● Vorliegender Text

--

An den Umrissen der Villa wird deutlich, dass Friedrich gegenüber der Bleistiftvorzeichnung die Proportionen der Architektur mit Tusche entsprechend der Distanz vom Betrachterstandpunkt korrigierte. Rund ein Vierteljahrhundert nach unserer Zeichnung hält Traugott Faber14, wiederum von Friedrichs 1822 in der Dresdner Akademie gezeigten Gemälde Frau am Fenster15 inspiriert, aus einem der Gaubenfenster der Villa Antons den entgegengesetzten Blick fest.16

Wie Börsch-Supan ausführt, war vorliegende, teils durchgegriffelte und rückseitig geschwärzte Zeichnung wohl als Vorlage für eine bisher nicht nachweisbare Vedute gedacht. Die nur schwer zu entziffernden Farbnotizen, die der Künstler am unteren linken Bildrand niedergeschrieben hat und die sich auf die mit x und o gekennzeichneten Gebäude im Linckeʼschen Bade beziehen, könnten für die Ausführung als Aquarell oder Gouache sprechen. Möglich wäre aber auch, dass die Ausführung einer kolorierten Umrissradierung geplant war, was den oberen der beiden feinen Striche am unteren Bildrand erklären würde. In diesem Fall hätte in dem Streifen unter diesem Strich eine Beschriftung, die sogenannte Legende, Platz gefunden.

--

(Einträge zur Lage von Bildobjekten)

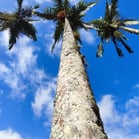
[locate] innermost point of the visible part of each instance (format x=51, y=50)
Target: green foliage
x=18, y=22
x=110, y=28
x=73, y=13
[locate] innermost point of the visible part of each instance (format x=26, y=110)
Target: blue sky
x=28, y=75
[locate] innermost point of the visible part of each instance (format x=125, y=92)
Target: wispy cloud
x=9, y=134
x=120, y=124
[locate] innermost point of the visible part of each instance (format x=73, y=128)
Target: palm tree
x=111, y=27
x=76, y=114
x=18, y=22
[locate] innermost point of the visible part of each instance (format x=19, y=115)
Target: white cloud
x=9, y=134
x=120, y=124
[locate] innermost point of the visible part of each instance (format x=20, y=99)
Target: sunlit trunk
x=76, y=115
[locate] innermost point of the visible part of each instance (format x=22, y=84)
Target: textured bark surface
x=76, y=115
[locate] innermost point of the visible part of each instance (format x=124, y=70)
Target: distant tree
x=76, y=114
x=111, y=27
x=18, y=22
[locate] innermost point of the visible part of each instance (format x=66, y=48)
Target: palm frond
x=130, y=30
x=107, y=12
x=126, y=46
x=7, y=16
x=48, y=14
x=131, y=22
x=89, y=5
x=100, y=50
x=19, y=2
x=28, y=29
x=114, y=5
x=118, y=50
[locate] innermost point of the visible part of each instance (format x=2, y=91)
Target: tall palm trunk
x=76, y=115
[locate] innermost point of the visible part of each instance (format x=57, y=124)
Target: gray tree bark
x=76, y=115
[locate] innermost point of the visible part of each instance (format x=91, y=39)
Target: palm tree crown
x=18, y=22
x=63, y=9
x=110, y=28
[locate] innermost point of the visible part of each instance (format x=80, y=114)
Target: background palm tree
x=18, y=22
x=111, y=27
x=76, y=114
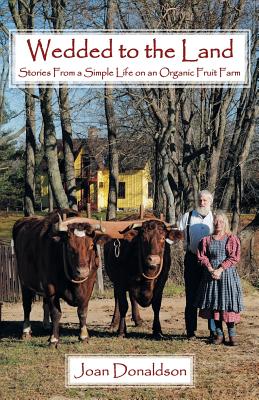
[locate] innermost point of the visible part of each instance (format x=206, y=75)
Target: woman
x=220, y=294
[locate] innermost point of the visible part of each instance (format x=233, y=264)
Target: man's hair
x=220, y=213
x=206, y=193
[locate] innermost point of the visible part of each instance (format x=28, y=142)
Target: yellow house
x=92, y=177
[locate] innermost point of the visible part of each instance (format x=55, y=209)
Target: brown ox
x=140, y=265
x=57, y=259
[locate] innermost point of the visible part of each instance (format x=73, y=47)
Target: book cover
x=125, y=109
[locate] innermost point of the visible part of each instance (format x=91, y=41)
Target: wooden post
x=88, y=210
x=141, y=211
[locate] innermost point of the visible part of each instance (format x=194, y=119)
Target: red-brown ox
x=140, y=265
x=57, y=259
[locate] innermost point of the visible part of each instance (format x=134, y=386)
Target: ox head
x=153, y=237
x=79, y=240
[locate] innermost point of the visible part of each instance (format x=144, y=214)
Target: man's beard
x=203, y=211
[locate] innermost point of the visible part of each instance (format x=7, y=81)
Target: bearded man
x=196, y=224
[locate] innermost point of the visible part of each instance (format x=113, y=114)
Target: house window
x=121, y=191
x=150, y=190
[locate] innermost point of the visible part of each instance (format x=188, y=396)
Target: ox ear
x=130, y=235
x=101, y=238
x=175, y=234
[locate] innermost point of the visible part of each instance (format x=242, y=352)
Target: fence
x=10, y=289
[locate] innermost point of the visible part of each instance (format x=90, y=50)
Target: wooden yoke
x=112, y=228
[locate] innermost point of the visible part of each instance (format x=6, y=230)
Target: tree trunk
x=113, y=155
x=50, y=146
x=29, y=190
x=23, y=16
x=70, y=181
x=112, y=132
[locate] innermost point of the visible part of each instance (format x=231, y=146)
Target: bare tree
x=58, y=22
x=23, y=16
x=50, y=147
x=112, y=131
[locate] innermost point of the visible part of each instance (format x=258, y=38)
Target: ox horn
x=62, y=225
x=136, y=225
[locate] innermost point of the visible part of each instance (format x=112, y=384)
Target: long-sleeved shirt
x=233, y=252
x=199, y=227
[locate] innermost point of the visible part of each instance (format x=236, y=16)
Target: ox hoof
x=53, y=345
x=113, y=328
x=46, y=326
x=83, y=340
x=139, y=322
x=158, y=336
x=26, y=336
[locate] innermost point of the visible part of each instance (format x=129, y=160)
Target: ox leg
x=123, y=307
x=55, y=312
x=135, y=310
x=46, y=315
x=82, y=314
x=116, y=314
x=27, y=296
x=156, y=305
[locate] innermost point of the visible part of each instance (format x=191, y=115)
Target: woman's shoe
x=233, y=341
x=218, y=339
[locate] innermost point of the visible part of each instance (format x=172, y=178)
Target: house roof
x=133, y=154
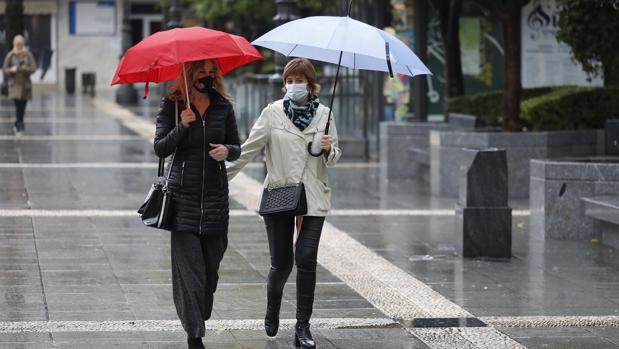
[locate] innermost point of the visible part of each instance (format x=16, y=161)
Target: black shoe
x=271, y=324
x=195, y=343
x=303, y=336
x=271, y=319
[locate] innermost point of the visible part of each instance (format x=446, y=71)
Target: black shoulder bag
x=156, y=210
x=288, y=199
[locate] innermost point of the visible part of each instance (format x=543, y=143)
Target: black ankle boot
x=303, y=336
x=195, y=343
x=271, y=320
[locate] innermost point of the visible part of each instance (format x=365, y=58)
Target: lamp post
x=287, y=10
x=174, y=15
x=126, y=94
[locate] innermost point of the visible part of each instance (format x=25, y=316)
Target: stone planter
x=446, y=154
x=405, y=147
x=557, y=187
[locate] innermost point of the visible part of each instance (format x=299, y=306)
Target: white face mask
x=297, y=92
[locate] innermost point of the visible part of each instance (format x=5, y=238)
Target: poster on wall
x=92, y=17
x=545, y=61
x=39, y=33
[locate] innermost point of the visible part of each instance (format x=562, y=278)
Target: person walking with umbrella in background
x=18, y=65
x=196, y=124
x=284, y=129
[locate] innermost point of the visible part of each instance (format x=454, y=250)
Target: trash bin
x=69, y=79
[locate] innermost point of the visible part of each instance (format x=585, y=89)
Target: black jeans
x=280, y=231
x=20, y=110
x=195, y=266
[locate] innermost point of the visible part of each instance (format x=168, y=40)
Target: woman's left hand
x=325, y=143
x=219, y=152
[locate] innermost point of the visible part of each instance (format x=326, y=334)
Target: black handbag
x=288, y=199
x=156, y=211
x=284, y=200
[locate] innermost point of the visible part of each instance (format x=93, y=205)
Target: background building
x=82, y=34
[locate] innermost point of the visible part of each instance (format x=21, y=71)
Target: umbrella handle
x=309, y=150
x=186, y=88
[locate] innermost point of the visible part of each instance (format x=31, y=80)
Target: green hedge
x=489, y=105
x=572, y=108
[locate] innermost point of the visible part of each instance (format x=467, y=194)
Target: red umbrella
x=160, y=57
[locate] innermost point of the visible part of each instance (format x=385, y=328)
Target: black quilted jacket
x=199, y=182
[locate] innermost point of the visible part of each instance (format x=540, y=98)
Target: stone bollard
x=483, y=218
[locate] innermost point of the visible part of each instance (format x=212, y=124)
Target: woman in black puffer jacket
x=205, y=136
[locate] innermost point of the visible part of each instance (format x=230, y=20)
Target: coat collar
x=318, y=121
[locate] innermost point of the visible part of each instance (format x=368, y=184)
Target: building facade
x=84, y=35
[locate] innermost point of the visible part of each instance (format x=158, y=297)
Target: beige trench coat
x=287, y=155
x=20, y=86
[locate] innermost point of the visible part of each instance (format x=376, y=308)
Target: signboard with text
x=545, y=61
x=92, y=17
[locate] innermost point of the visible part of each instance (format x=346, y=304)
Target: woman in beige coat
x=285, y=129
x=17, y=67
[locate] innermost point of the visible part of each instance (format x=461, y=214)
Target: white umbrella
x=345, y=42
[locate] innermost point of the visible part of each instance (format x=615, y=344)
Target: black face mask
x=207, y=84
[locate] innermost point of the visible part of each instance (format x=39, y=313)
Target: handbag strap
x=162, y=160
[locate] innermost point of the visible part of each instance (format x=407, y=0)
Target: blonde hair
x=302, y=66
x=177, y=90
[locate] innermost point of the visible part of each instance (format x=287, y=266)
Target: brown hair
x=302, y=66
x=177, y=89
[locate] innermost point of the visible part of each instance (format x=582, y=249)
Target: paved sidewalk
x=80, y=271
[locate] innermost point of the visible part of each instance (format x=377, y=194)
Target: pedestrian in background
x=203, y=139
x=18, y=65
x=285, y=129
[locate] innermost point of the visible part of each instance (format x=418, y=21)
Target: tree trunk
x=513, y=82
x=449, y=12
x=14, y=21
x=611, y=72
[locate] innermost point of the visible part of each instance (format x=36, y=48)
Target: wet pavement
x=79, y=270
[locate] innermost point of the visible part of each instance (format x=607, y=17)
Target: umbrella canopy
x=159, y=57
x=361, y=45
x=345, y=42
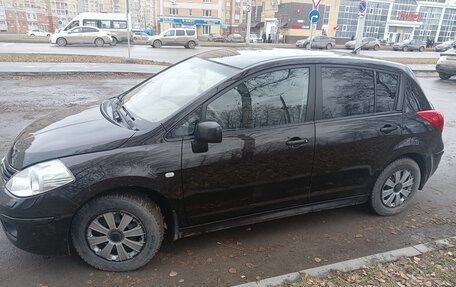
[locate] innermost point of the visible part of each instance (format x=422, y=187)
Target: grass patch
x=64, y=58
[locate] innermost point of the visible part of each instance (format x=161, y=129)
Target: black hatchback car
x=222, y=139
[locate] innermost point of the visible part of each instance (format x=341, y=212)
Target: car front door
x=357, y=128
x=264, y=161
x=74, y=36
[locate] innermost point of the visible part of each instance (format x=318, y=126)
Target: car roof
x=244, y=59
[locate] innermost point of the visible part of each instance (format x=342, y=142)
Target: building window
x=206, y=29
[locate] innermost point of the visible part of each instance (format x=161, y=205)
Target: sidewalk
x=35, y=68
x=46, y=68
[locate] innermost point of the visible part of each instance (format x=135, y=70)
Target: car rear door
x=264, y=161
x=358, y=125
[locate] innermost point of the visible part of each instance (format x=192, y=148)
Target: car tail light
x=434, y=117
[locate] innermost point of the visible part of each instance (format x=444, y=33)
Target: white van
x=115, y=23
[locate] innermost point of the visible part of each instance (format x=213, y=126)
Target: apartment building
x=203, y=15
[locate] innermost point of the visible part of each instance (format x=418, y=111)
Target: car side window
x=347, y=92
x=270, y=99
x=387, y=88
x=186, y=127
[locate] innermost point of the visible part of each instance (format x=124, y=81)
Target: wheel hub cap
x=116, y=236
x=397, y=188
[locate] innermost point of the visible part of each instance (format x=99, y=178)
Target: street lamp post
x=128, y=29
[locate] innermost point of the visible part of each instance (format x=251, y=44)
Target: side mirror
x=206, y=132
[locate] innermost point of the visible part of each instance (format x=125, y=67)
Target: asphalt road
x=167, y=54
x=263, y=250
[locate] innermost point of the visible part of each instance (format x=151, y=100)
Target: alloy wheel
x=397, y=188
x=116, y=236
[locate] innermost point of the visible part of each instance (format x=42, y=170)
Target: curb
x=354, y=264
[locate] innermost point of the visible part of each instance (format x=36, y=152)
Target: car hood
x=68, y=132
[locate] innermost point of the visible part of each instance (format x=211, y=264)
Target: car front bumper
x=37, y=224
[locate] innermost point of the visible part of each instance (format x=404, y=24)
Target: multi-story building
x=397, y=20
x=203, y=15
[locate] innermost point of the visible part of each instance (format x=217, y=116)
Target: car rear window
x=415, y=98
x=347, y=92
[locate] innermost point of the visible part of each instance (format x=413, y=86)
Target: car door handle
x=294, y=142
x=388, y=128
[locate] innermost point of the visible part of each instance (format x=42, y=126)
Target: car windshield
x=169, y=91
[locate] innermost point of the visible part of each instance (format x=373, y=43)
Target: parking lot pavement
x=167, y=54
x=241, y=254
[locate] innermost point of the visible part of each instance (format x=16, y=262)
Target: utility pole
x=362, y=7
x=249, y=20
x=128, y=28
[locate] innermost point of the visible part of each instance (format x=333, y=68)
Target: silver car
x=322, y=42
x=446, y=65
x=366, y=44
x=82, y=35
x=175, y=37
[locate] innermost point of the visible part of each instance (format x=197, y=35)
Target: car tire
x=61, y=42
x=444, y=76
x=114, y=41
x=389, y=196
x=191, y=45
x=157, y=44
x=99, y=42
x=142, y=216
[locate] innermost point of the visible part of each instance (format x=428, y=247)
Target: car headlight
x=39, y=178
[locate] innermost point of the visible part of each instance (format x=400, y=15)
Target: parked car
x=445, y=46
x=240, y=137
x=366, y=44
x=254, y=38
x=410, y=45
x=216, y=38
x=235, y=38
x=140, y=36
x=317, y=42
x=38, y=32
x=82, y=35
x=175, y=37
x=446, y=65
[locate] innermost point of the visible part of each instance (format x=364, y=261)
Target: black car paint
x=137, y=160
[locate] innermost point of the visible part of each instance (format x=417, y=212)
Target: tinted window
x=416, y=101
x=89, y=30
x=187, y=126
x=273, y=98
x=119, y=24
x=93, y=23
x=387, y=87
x=347, y=92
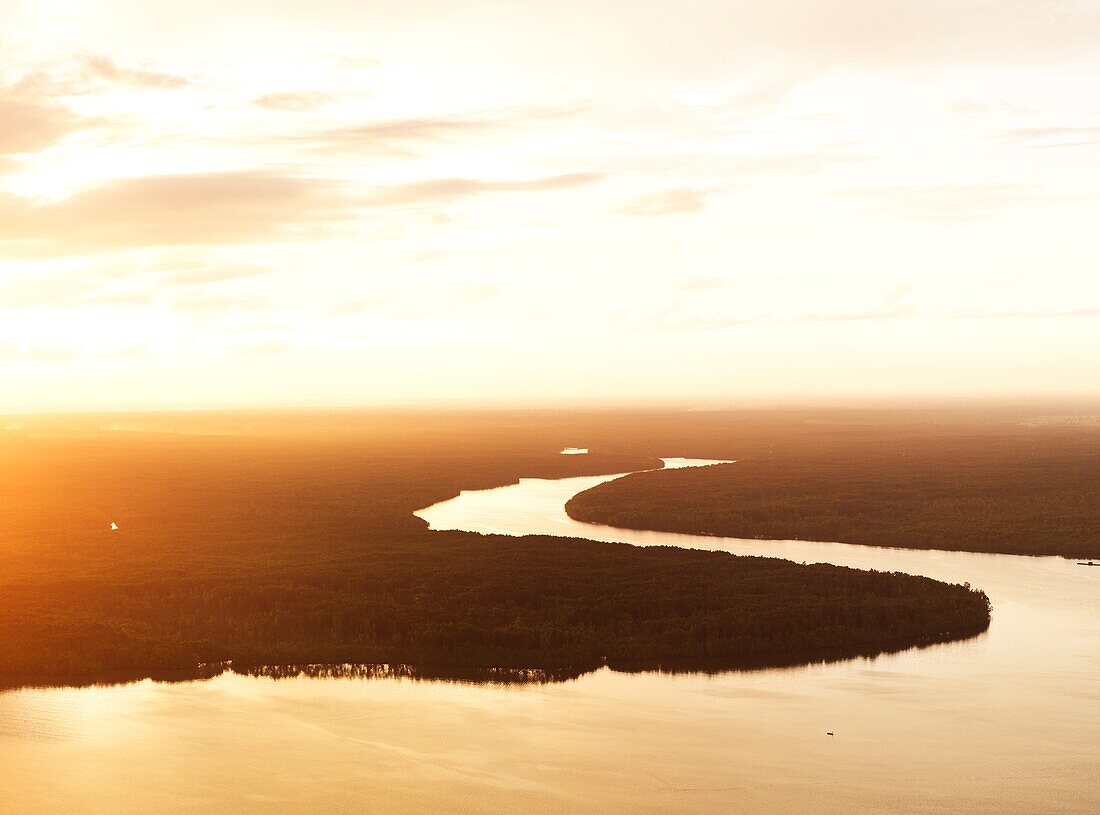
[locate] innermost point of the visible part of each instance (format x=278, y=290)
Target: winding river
x=1004, y=723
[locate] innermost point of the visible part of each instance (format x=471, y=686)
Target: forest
x=1011, y=493
x=289, y=540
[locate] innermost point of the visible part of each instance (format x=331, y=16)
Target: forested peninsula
x=1036, y=495
x=288, y=541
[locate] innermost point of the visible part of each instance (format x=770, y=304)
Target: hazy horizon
x=251, y=204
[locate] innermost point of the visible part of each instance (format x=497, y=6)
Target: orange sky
x=245, y=202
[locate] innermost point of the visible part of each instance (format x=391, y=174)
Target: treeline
x=296, y=544
x=473, y=601
x=980, y=495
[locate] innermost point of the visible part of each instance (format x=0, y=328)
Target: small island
x=298, y=546
x=1011, y=494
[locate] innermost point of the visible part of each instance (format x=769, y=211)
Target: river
x=1005, y=723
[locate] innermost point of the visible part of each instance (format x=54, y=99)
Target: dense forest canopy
x=289, y=538
x=1034, y=492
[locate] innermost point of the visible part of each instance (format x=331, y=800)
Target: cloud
x=198, y=209
x=207, y=274
x=670, y=201
x=103, y=68
x=215, y=305
x=953, y=204
x=443, y=189
x=293, y=102
x=1054, y=136
x=30, y=123
x=393, y=135
x=703, y=284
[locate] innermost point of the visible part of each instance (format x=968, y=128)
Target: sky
x=515, y=201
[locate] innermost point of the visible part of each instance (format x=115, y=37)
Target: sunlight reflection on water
x=1003, y=723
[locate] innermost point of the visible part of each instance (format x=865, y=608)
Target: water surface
x=1007, y=723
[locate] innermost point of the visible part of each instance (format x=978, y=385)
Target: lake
x=1008, y=722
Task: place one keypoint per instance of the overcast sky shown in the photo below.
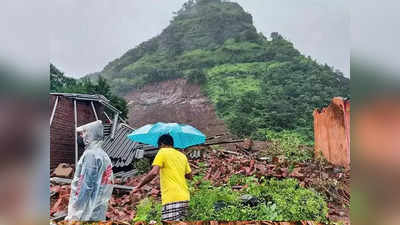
(88, 34)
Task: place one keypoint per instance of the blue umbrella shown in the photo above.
(184, 135)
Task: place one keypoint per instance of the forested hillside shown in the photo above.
(257, 83)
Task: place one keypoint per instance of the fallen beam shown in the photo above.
(222, 142)
(59, 180)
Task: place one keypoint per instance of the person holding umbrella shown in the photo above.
(171, 164)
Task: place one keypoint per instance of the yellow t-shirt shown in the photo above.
(173, 167)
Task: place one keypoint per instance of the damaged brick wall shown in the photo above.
(332, 132)
(62, 140)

--

● Aufgabe 1
Beantworte anhand des Textes zu Friedrichs Zeichnung diese Fragen:
(a) Womit korrigierte Friedrich die Proportionen der Architektur?
(b) In welchem Jahr wurde das Gemälde Frau am Fenster in der Dresdner Akademie gezeigt?
(c) Wie heißt die Beschriftung, die im Streifen unter dem Strich Platz gefunden hätte?
● Aufgabe 2
Schreib aus dem Text zu Friedrichs Zeichnung das Stück von „Wie Börsch-Supan ausführt, war“ bis „Legende, Platz gefunden.“ wortgetreu ab.
● Aufgabe 3
Führe den Text zu Friedrichs Zeichnung nach seinem letzten Satz weiter.

● Lösung 1
(a) Mit Tusche.
(b) 1822.
(c) Die sogenannte Legende.

● Lösung 2
Wie Börsch-Supan ausführt, war vorliegende, teils durchgegriffelte und rückseitig geschwärzte Zeichnung wohl als Vorlage für eine bisher nicht nachweisbare Vedute gedacht. Die nur schwer zu entziffernden Farbnotizen, die der Künstler am unteren linken Bildrand niedergeschrieben hat und die sich auf die mit x und o gekennzeichneten Gebäude im Linckeʼschen Bade beziehen, könnten für die Ausführung als Aquarell oder Gouache sprechen. Möglich wäre aber auch, dass die Ausführung einer kolorierten Umrissradierung geplant war, was den oberen der beiden feinen Striche am unteren Bildrand erklären würde. In diesem Fall hätte in dem Streifen unter diesem Strich eine Beschriftung, die sogenannte Legende, Platz gefunden.

● Lösung 3
Vorliegendes Werk, das eindrücklich den Werkprozess des Künstlers veranschaulicht, scheint als doppelseitiges Skizzenbuchblatt in seiner Größe im zeichnerischen Werk Friedrichs bis zu seinem Greifswaldaufenthalt 1801 einmalig zu sein.17 Auch der hohe Ausführungsgrad als Vedute in einem Skizzenbuch ist in diesem Zeitraum lediglich mit der Arbeit Briesnitz an der Elbe18 vergleichbar, die jedoch ohne Staffage auszukommt.

Es freut uns, diese bis 2009 vollkommen unbekannte Zeichnung anlässlich des Jubiläums zu Friedrichs 250. Geburtstag gemeinsam mit Emanuel von Baeyer erstmals auf dem Kunstmarkt anbieten zu können.

Fußnoten

  1. Johann Gottfried Quistorp (1755–1835) war Architekt, Maler und Hochschullehrer.

  2. Jens Jørgensen Juel (1745–1802), Nicolai Abraham Abildgaard (1743–1809) und Christian August Lorentzen (1749–1828).

  3. Der Dresdner Maler Jacob Crescenz Seydelmann (1750–1829) gilt als Erfinder der eigentlichen Sepiatechnik, mit der sich Friedrich in dieser Zeit auseinandersetzte und die er weiterentwickelte.

  4. Der Schweizer Landschaftszeichner, Radierer und Kupferstecher Adrian Zingg (1734–1816) zählt mit seinen penibel wiedergegebenen Landschaften, denen eine „romantisch“ verklärte Kunstauffassung innewohnt, zu einem wichtigen Wegbereiter der Dresdner Romantik.

  5. Kat. Ausst: Caspar David Friedrich und die Vorboten der Romantik, Museum Georg Schäfer Schweinfurt und Kunstmuseum Winterthur 2023, München 2023, S. 27 f.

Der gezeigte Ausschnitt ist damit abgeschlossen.